**Task to carry out:** Write out, word for word, every line from the one containing "Objective — for every instance of the handwritten" through the last line of the records below, both ends included.

**Data to use:**
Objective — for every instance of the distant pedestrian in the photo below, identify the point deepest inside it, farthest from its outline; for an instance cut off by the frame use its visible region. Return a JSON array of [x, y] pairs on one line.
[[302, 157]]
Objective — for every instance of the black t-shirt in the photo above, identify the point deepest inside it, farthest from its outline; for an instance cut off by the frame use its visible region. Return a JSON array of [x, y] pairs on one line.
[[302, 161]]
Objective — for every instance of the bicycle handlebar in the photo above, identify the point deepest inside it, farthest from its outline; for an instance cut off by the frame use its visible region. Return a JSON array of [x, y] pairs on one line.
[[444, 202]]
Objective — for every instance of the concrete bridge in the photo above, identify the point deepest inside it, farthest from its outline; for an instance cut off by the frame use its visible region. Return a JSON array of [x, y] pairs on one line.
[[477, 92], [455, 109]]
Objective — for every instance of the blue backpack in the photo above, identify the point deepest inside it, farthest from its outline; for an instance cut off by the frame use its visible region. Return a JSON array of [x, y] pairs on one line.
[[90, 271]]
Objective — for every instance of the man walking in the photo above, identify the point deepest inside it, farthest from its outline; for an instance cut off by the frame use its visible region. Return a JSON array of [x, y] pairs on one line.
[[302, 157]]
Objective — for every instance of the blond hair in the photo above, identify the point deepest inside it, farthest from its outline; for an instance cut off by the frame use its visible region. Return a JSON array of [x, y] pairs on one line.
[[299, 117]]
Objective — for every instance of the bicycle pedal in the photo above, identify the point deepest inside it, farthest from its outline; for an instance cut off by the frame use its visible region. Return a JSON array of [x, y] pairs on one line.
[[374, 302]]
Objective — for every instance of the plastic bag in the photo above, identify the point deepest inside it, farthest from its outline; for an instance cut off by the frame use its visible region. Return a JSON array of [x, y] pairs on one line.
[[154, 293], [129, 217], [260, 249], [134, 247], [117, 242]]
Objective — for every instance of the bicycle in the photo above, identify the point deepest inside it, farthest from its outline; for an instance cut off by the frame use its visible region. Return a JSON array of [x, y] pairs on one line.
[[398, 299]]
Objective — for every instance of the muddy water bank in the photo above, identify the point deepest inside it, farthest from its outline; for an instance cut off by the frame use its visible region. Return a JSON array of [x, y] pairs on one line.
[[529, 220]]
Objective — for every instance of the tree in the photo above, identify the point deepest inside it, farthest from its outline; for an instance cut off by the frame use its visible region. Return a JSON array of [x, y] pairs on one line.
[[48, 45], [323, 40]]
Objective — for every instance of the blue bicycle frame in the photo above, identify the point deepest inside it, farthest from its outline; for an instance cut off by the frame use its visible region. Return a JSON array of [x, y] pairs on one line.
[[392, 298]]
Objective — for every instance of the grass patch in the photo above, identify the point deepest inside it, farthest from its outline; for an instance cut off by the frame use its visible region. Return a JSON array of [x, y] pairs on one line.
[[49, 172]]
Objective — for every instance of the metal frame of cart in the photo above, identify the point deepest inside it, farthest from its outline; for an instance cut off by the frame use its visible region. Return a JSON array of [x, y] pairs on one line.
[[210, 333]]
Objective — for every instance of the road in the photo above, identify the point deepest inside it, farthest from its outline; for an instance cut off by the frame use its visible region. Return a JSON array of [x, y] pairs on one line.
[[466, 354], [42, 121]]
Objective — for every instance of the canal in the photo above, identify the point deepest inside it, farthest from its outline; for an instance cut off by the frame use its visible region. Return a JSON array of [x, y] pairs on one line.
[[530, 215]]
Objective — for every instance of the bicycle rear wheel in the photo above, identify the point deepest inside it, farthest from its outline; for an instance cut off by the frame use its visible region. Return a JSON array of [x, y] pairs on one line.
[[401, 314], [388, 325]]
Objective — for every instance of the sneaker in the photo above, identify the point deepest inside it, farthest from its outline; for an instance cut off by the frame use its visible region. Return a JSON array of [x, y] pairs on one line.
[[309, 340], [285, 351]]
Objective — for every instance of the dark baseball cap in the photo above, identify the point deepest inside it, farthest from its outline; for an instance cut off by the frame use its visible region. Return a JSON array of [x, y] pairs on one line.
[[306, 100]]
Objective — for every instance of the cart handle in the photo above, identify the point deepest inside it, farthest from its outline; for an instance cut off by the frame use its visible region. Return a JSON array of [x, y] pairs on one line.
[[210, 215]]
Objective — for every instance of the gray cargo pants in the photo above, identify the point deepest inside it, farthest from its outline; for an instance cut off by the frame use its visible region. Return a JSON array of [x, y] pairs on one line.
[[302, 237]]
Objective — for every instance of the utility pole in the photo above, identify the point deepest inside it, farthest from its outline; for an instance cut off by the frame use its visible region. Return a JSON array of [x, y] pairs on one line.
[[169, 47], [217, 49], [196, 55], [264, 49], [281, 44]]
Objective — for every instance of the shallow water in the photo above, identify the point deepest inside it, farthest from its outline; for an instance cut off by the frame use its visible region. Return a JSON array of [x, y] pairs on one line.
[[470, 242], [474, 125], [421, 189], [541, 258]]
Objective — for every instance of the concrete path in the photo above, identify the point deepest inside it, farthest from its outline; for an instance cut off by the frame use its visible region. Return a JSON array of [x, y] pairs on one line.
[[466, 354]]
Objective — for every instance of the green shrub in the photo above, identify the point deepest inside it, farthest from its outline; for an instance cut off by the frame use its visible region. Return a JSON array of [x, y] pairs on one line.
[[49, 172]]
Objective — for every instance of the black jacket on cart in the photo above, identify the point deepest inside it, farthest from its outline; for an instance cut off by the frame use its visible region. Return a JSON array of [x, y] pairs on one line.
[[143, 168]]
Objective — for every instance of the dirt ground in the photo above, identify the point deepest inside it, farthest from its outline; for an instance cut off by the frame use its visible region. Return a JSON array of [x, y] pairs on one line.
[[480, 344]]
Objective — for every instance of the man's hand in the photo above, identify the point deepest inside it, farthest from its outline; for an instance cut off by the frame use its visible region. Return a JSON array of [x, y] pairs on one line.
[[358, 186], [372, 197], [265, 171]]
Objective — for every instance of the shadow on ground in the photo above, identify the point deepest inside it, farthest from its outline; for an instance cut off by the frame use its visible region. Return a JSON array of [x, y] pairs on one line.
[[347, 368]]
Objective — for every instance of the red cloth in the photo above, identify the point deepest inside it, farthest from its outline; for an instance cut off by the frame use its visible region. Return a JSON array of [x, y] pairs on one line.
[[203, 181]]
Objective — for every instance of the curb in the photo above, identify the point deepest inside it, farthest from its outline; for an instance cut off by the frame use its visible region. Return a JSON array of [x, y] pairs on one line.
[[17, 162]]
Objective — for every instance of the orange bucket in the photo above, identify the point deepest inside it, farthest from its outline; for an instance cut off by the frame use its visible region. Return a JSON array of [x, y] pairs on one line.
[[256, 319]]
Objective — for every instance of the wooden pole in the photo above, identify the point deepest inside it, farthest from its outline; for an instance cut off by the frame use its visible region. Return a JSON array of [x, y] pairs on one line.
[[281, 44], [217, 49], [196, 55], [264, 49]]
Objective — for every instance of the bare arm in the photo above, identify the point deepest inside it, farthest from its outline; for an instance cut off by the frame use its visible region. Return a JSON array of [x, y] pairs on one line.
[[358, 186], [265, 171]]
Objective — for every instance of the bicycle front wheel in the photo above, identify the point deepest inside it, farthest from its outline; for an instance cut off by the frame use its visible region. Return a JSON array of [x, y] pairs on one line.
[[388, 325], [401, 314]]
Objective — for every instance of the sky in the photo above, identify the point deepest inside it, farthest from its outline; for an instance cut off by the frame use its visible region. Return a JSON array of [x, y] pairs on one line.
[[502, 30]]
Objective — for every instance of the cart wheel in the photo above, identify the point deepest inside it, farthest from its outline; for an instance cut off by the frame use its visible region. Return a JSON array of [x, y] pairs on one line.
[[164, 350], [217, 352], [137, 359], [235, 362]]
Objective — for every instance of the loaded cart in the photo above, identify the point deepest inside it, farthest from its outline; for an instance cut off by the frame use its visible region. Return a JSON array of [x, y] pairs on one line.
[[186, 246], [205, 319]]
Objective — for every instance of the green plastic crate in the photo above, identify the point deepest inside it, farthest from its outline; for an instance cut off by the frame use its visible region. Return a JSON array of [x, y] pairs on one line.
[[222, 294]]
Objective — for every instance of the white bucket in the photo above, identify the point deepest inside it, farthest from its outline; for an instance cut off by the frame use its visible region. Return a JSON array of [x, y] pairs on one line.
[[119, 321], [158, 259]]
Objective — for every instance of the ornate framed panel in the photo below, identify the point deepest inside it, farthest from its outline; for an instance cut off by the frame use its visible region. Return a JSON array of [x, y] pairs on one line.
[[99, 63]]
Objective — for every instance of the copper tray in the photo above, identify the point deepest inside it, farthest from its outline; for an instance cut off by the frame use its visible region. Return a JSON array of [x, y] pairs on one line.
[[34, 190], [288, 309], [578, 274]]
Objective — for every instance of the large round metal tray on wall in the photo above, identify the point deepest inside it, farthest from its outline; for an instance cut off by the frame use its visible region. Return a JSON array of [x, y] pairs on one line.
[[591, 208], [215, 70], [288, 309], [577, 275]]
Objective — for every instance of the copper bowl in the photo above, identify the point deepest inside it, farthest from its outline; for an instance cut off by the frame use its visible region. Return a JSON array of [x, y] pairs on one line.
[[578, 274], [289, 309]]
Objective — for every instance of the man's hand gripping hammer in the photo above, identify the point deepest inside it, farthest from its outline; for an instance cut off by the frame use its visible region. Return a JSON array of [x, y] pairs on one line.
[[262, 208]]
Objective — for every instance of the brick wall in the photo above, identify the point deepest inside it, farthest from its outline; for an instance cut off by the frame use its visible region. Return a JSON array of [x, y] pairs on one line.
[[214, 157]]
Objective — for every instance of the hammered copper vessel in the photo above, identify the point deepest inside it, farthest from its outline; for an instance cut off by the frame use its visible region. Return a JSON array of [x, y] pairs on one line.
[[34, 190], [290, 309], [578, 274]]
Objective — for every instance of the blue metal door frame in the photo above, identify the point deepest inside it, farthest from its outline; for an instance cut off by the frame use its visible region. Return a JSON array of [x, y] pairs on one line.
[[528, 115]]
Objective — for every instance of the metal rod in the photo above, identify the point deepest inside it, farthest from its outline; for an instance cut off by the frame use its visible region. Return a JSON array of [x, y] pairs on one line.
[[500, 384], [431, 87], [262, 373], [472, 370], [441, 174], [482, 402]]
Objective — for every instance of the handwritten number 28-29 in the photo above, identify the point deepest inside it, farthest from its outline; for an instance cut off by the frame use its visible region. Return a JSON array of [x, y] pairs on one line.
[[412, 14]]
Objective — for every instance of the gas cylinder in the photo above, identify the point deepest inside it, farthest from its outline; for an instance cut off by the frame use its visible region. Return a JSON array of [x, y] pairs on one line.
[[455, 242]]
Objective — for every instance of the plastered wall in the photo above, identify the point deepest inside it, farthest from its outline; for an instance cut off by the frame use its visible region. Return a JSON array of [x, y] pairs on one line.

**Solution:**
Objective — for every instance of the handwritten number 28-29 in the photo above, identify the point deepest inside it, farthest from its outline; for an instance cut off by the frame use its visible region. Return a JSON array of [x, y] pairs on one line.
[[412, 14]]
Objective — for every instance of the gas cylinder in the photo above, identify the point deepest inside it, farthest from its outline; for an instance cut off by the frame use its visible region. Return a JSON array of [x, y] pairs on one line.
[[455, 242]]
Objective — for every instance of the plastered wall in the photo above, identify the point deepest inside it, farthest from its outline; for an instance cut off by the frame use its visible region. Return a JSON array of [x, y] pairs on one line.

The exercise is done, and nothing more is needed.